── Records for the exercise ──

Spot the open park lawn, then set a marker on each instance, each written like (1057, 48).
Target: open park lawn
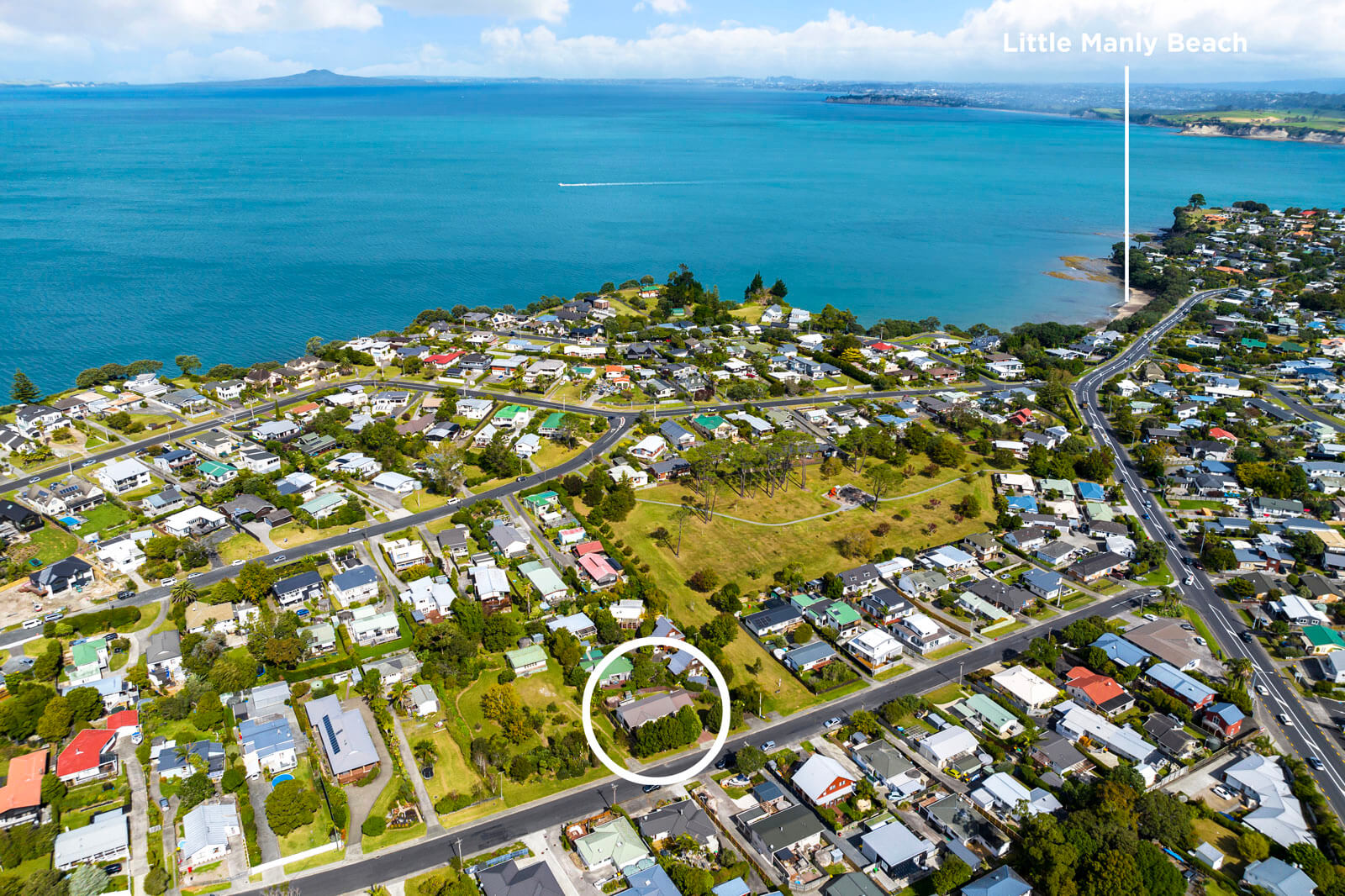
(751, 555)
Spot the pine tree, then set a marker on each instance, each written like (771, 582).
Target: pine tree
(24, 390)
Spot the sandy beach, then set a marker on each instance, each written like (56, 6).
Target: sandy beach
(1102, 271)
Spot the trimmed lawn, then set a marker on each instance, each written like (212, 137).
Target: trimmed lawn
(952, 650)
(452, 771)
(553, 454)
(421, 499)
(49, 544)
(389, 837)
(739, 551)
(289, 535)
(1223, 840)
(101, 519)
(314, 833)
(241, 546)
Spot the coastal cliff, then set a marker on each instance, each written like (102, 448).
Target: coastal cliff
(1261, 132)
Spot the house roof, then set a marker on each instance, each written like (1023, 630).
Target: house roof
(894, 844)
(818, 774)
(24, 786)
(82, 752)
(343, 734)
(643, 710)
(509, 878)
(208, 825)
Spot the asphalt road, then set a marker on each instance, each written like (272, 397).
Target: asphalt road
(1302, 408)
(1282, 708)
(488, 833)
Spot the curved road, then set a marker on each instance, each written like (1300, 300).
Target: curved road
(1282, 708)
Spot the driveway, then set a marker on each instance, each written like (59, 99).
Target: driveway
(266, 840)
(362, 798)
(139, 865)
(427, 804)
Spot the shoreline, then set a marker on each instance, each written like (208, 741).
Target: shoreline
(1106, 272)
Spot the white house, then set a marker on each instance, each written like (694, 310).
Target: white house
(121, 477)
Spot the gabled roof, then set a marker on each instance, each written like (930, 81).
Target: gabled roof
(84, 751)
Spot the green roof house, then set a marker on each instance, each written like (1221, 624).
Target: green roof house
(616, 672)
(215, 472)
(1322, 640)
(526, 660)
(551, 424)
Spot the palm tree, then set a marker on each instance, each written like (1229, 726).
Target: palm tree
(183, 593)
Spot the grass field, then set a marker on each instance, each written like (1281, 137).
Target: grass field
(49, 546)
(241, 546)
(740, 551)
(1270, 118)
(389, 837)
(314, 833)
(103, 519)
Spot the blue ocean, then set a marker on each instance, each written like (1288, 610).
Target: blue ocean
(235, 224)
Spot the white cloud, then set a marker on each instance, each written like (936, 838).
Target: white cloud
(1286, 33)
(663, 7)
(541, 10)
(235, 64)
(127, 24)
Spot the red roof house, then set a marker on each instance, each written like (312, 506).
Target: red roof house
(92, 754)
(20, 798)
(1100, 692)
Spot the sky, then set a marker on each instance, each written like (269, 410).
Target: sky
(171, 40)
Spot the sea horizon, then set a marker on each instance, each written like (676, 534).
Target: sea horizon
(145, 222)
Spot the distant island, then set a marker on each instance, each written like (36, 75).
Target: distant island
(1321, 124)
(900, 100)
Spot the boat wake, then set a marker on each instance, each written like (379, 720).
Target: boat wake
(636, 183)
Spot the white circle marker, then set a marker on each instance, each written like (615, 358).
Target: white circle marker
(636, 777)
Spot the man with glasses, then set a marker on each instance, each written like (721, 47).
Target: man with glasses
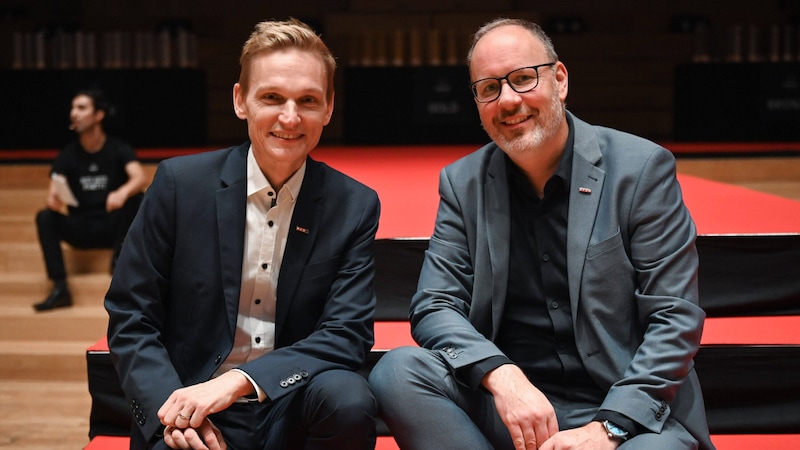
(557, 303)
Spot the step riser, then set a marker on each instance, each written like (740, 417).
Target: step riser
(27, 258)
(54, 326)
(52, 367)
(85, 289)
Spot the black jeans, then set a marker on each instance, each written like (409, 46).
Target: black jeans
(95, 229)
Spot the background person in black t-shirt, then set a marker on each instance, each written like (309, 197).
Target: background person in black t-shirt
(107, 182)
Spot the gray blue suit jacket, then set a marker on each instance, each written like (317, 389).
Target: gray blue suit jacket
(174, 297)
(632, 269)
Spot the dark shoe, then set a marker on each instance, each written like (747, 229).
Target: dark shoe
(57, 299)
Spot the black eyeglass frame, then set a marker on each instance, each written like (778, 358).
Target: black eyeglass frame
(509, 83)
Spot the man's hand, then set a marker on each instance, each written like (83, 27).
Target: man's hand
(188, 407)
(115, 200)
(588, 437)
(526, 412)
(206, 437)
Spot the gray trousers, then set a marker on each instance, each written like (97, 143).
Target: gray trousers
(426, 407)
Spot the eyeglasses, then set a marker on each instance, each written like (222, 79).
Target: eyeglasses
(521, 80)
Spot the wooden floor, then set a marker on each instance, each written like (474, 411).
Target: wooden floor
(44, 399)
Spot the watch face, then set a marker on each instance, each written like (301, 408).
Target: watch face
(614, 429)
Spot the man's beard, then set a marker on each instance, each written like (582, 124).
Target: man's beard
(548, 122)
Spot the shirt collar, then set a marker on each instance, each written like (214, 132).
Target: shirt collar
(257, 181)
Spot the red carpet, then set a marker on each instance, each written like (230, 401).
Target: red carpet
(407, 179)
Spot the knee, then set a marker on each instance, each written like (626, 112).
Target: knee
(345, 395)
(45, 218)
(394, 370)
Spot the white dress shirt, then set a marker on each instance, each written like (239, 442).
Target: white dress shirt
(268, 218)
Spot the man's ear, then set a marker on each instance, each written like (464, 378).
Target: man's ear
(238, 101)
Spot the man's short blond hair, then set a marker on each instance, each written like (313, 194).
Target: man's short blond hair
(271, 36)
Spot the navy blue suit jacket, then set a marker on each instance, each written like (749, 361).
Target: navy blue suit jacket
(174, 297)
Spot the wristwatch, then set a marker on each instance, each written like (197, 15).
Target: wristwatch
(614, 431)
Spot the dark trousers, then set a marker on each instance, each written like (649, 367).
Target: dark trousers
(335, 411)
(95, 229)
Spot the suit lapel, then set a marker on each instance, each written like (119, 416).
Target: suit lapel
(303, 231)
(584, 198)
(498, 229)
(231, 207)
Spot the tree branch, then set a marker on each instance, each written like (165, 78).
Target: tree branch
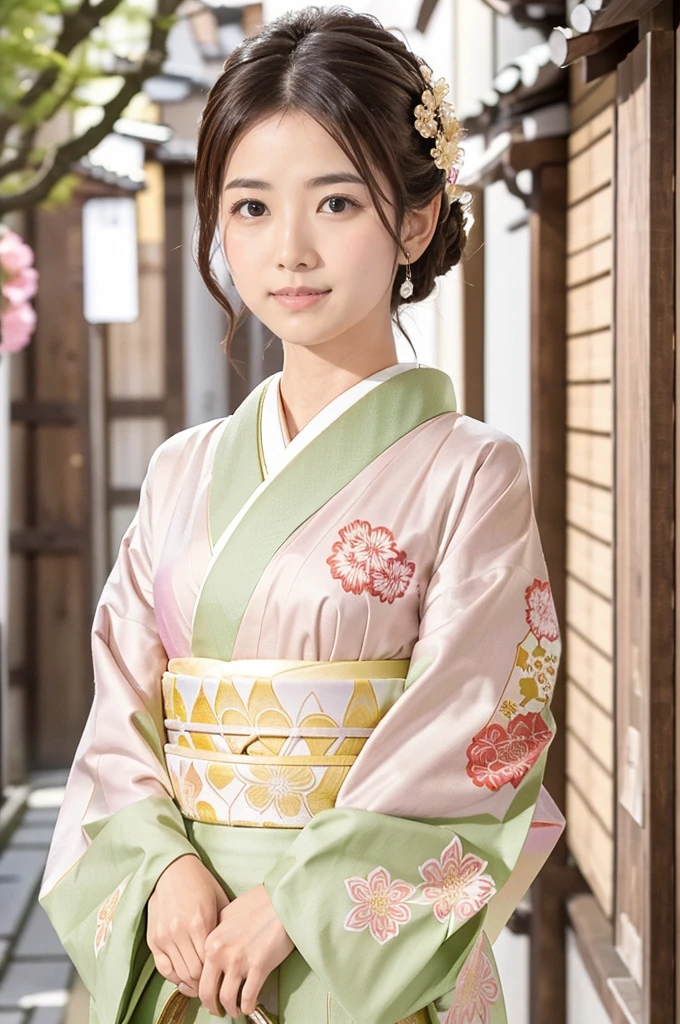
(59, 161)
(76, 27)
(17, 162)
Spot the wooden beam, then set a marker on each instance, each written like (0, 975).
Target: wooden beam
(566, 48)
(52, 540)
(136, 408)
(621, 11)
(548, 404)
(28, 411)
(425, 13)
(473, 312)
(645, 521)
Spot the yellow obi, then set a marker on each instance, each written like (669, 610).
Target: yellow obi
(269, 742)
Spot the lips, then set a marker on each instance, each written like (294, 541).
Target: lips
(301, 291)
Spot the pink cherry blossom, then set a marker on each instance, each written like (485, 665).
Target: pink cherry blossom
(381, 904)
(391, 580)
(348, 568)
(16, 326)
(15, 255)
(456, 884)
(22, 287)
(366, 557)
(541, 613)
(476, 989)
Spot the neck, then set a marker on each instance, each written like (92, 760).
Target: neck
(314, 375)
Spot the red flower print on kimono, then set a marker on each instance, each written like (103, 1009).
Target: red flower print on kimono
(541, 613)
(497, 755)
(476, 989)
(381, 904)
(456, 884)
(367, 558)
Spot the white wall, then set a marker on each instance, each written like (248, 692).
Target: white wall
(583, 1003)
(507, 380)
(206, 367)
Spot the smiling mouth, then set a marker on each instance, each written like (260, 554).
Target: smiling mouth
(301, 293)
(300, 300)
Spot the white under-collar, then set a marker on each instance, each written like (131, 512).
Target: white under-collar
(278, 448)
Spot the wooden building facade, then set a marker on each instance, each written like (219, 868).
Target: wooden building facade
(602, 288)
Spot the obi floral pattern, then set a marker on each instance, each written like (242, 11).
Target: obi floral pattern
(476, 989)
(381, 904)
(455, 887)
(104, 923)
(456, 884)
(515, 736)
(367, 559)
(265, 752)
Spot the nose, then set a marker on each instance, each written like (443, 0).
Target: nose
(295, 246)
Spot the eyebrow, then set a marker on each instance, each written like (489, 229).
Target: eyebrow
(325, 179)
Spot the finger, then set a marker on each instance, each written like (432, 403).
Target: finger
(250, 993)
(187, 990)
(164, 967)
(189, 952)
(228, 992)
(175, 954)
(211, 978)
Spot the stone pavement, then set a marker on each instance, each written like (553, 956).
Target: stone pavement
(38, 983)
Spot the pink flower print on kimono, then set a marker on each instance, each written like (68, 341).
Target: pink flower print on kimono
(508, 747)
(476, 989)
(456, 885)
(498, 756)
(541, 613)
(105, 918)
(367, 558)
(381, 904)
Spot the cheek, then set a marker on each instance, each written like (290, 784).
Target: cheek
(368, 256)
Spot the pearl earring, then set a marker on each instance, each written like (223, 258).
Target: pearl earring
(406, 291)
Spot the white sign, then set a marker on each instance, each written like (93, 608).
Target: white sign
(111, 293)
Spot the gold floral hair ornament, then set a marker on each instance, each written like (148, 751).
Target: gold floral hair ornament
(435, 118)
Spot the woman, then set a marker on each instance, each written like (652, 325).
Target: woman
(325, 655)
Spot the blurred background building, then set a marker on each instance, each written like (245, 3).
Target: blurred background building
(558, 329)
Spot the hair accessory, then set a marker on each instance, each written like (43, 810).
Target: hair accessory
(406, 291)
(435, 118)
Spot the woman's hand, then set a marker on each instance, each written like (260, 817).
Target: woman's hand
(183, 909)
(249, 942)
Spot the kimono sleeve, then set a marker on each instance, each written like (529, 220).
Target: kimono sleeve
(119, 826)
(386, 894)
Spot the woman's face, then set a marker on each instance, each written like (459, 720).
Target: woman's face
(296, 215)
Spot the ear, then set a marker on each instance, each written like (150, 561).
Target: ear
(419, 226)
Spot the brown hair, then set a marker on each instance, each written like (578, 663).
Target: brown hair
(360, 83)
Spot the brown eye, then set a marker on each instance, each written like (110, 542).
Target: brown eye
(249, 208)
(340, 204)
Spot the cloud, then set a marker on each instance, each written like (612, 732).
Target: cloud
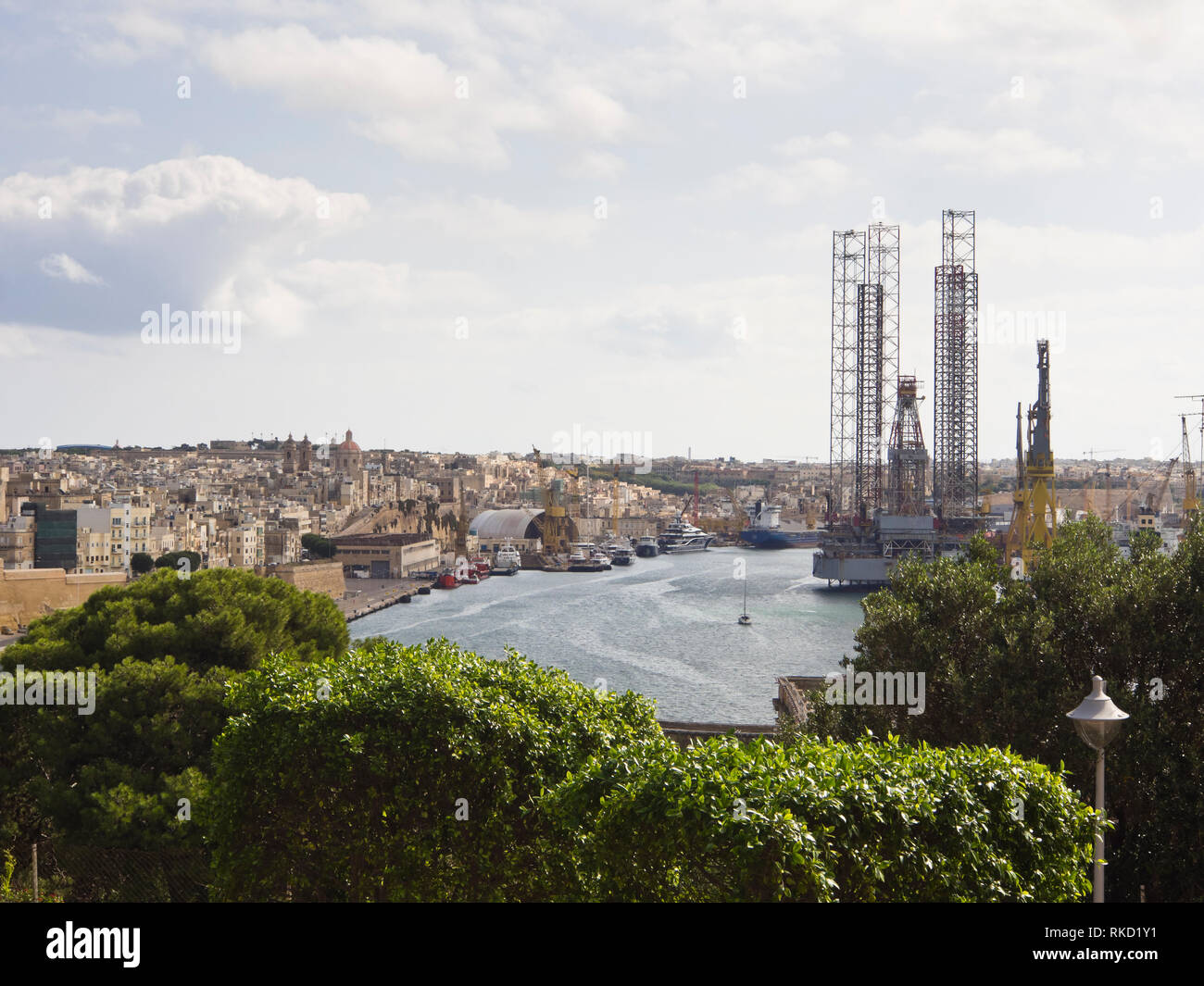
(597, 167)
(68, 268)
(783, 184)
(402, 96)
(1000, 153)
(171, 232)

───

> **Goal**
Put the data from its beginning through the line containing "(1102, 271)" into a two-column CSV with the headers instruction and points, one row per request, each value in a single quoted field with line breaks replaced by spaces. Omit the pictures.

> **The reply**
instruction,points
"Spot the open park lawn, then set a marker on each instance, each written like (1057, 48). Target: open park lawn","(751, 555)"
"Spot the pine tree, then set a marker on each instance, each written like (771, 582). Target: pine tree","(24, 390)"
"Spot the sandy beach, then set a marker on each instance, each written like (56, 6). Target: sandy beach","(1102, 271)"